## DATA FOR THE TASK
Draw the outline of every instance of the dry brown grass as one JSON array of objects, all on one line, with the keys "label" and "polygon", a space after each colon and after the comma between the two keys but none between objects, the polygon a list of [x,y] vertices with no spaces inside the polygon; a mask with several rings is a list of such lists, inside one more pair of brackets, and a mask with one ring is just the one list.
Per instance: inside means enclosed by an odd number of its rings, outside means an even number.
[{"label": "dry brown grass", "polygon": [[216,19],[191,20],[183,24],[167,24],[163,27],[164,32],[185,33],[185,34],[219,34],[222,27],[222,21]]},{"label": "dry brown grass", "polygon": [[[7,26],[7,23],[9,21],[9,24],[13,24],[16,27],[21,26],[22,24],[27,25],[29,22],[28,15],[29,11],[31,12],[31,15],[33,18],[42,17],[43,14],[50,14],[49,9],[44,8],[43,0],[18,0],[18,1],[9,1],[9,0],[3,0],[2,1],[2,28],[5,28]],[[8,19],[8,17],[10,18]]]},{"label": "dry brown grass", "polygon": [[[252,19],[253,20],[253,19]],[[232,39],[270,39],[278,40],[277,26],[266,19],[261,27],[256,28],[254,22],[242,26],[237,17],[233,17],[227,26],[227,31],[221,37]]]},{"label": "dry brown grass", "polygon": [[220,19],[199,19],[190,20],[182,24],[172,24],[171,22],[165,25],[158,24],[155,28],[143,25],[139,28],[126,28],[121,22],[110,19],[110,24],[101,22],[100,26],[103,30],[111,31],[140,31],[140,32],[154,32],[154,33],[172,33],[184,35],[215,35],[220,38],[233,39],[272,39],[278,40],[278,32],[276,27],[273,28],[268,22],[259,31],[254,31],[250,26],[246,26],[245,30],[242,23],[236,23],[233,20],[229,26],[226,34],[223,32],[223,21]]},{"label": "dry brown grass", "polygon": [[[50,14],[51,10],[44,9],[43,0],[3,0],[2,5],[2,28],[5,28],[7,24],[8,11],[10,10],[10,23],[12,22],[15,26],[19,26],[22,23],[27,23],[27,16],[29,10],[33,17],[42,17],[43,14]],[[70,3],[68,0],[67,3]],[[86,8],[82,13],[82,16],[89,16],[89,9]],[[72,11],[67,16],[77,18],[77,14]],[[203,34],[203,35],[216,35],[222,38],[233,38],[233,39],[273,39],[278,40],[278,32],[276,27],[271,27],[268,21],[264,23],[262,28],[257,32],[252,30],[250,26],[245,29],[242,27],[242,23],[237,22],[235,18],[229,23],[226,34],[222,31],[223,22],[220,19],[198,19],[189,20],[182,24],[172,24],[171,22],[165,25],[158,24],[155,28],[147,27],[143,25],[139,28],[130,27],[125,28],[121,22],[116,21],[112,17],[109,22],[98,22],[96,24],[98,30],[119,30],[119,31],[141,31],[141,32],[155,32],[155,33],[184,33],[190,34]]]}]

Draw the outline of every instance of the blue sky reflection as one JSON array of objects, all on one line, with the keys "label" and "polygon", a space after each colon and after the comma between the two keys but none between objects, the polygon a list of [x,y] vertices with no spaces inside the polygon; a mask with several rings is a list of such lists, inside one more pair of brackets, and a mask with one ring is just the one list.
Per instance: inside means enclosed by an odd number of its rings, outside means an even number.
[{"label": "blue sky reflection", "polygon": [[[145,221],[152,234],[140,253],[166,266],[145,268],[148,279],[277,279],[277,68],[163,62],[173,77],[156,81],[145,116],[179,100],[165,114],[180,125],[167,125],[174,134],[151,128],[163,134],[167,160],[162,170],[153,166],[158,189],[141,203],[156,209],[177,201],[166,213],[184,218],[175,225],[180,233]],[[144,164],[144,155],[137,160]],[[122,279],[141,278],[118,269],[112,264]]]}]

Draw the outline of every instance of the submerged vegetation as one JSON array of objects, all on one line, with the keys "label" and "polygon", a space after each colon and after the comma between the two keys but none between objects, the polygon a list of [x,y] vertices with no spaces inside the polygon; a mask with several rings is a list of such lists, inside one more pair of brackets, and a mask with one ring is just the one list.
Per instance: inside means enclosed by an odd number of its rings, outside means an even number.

## WHAT YOU WILL DO
The data should be copied out in full, exactly as it reads.

## TASK SOLUTION
Draw the outline of every instance of the dry brown grass as one JSON array of objects, all on one line, with the keys "label" and "polygon", a space after each colon and after the comma between the two keys but none between objects, the polygon a list of [x,y] vertices with no spaces inside the polygon; a mask with several rings is a list of such lists, inside one more pair of brackets, and a mask with one ring is just the one list.
Per instance: inside means enclosed by an odd number of its rings, outside means an even number.
[{"label": "dry brown grass", "polygon": [[216,19],[191,20],[183,24],[167,24],[163,27],[164,32],[185,33],[185,34],[219,34],[222,27],[222,21]]},{"label": "dry brown grass", "polygon": [[[7,26],[7,23],[9,21],[9,24],[13,24],[16,27],[21,26],[22,24],[27,25],[29,22],[28,15],[29,11],[31,12],[31,15],[33,18],[42,17],[43,14],[50,14],[49,9],[44,8],[43,0],[18,0],[18,1],[9,1],[9,0],[3,0],[2,1],[2,28],[5,28]],[[8,19],[8,17],[10,18]]]},{"label": "dry brown grass", "polygon": [[[252,19],[253,20],[253,19]],[[232,39],[270,39],[278,40],[277,26],[266,19],[261,27],[256,28],[254,22],[242,26],[237,17],[233,17],[227,26],[227,31],[221,37]]]},{"label": "dry brown grass", "polygon": [[220,19],[199,19],[190,20],[182,24],[172,24],[171,22],[165,25],[158,24],[155,28],[143,25],[139,28],[126,28],[121,22],[110,19],[110,24],[101,22],[100,26],[103,30],[111,31],[140,31],[140,32],[154,32],[154,33],[172,33],[184,35],[215,35],[220,38],[233,39],[272,39],[278,40],[278,32],[276,27],[273,28],[268,22],[259,31],[254,31],[250,26],[246,26],[245,30],[242,23],[236,23],[233,20],[229,26],[226,34],[223,32],[223,21]]},{"label": "dry brown grass", "polygon": [[[50,14],[51,10],[44,9],[43,0],[3,0],[2,5],[2,28],[5,28],[7,24],[8,11],[10,10],[10,23],[12,22],[15,26],[19,26],[22,23],[27,23],[27,16],[29,10],[33,17],[42,17],[43,14]],[[70,3],[68,0],[67,3]],[[86,8],[82,13],[82,16],[89,16],[89,9]],[[72,11],[67,16],[77,18],[77,14]],[[203,34],[203,35],[216,35],[222,38],[233,38],[233,39],[273,39],[278,40],[278,32],[276,27],[271,27],[268,21],[264,23],[262,28],[257,32],[252,30],[250,26],[245,29],[242,27],[242,23],[237,22],[235,18],[229,23],[226,34],[222,31],[223,22],[220,19],[198,19],[189,20],[182,24],[172,24],[171,22],[165,25],[158,24],[155,28],[147,27],[143,25],[139,28],[130,27],[125,28],[121,22],[116,21],[112,17],[109,22],[98,22],[96,24],[98,30],[119,30],[119,31],[141,31],[141,32],[155,32],[155,33],[184,33],[190,34]]]}]

Draw the outline of every instance of the blue sky reflection as one JSON array of objects, all on one line, with the keys "label" and "polygon", a space after each colon and after the comma between the two keys but none between objects, the polygon a list of [x,y] vertices with no spaces inside the polygon; a mask with several rings is a list of such lists, inside one more pair of brackets, and a mask with one ring is just the one list.
Per instance: inside means enclosed by an odd number of its rings, outside means an even number.
[{"label": "blue sky reflection", "polygon": [[[145,221],[152,234],[140,253],[166,266],[145,268],[148,279],[277,279],[277,68],[163,62],[173,77],[156,81],[145,116],[179,100],[165,114],[180,125],[167,125],[174,134],[151,128],[163,134],[167,160],[162,170],[153,166],[158,189],[141,203],[156,209],[177,201],[166,213],[184,218],[175,225],[180,233]],[[144,164],[144,155],[137,160]],[[122,279],[141,278],[118,269],[112,264]]]}]

Draw the outline of every instance of the submerged vegetation as one JSON array of objects, all on one line, with the keys "label" and "polygon", a space after each colon and after the comma between the two keys but none between objects, the polygon a list of [x,y] vertices with no spaces inside the polygon; a mask with several rings is a list of such lists, inside one more pair of brackets, and a mask with one ring is just the one list.
Per instance: inside means enclosed by an odd number of its rings, outside means an even number.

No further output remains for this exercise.